▶ _BRIEF_
An identical copy of every entry below is the required output.

▶ _STUDY MATERIAL_
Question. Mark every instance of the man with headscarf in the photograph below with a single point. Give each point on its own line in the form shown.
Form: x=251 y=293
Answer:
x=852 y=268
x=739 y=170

▶ _REPLY TO THE TASK_
Question. Mark every instance of the man with headscarf in the photograph below with a single point. Give each point on its own line in the form shown.
Form: x=251 y=293
Answer:
x=852 y=268
x=739 y=170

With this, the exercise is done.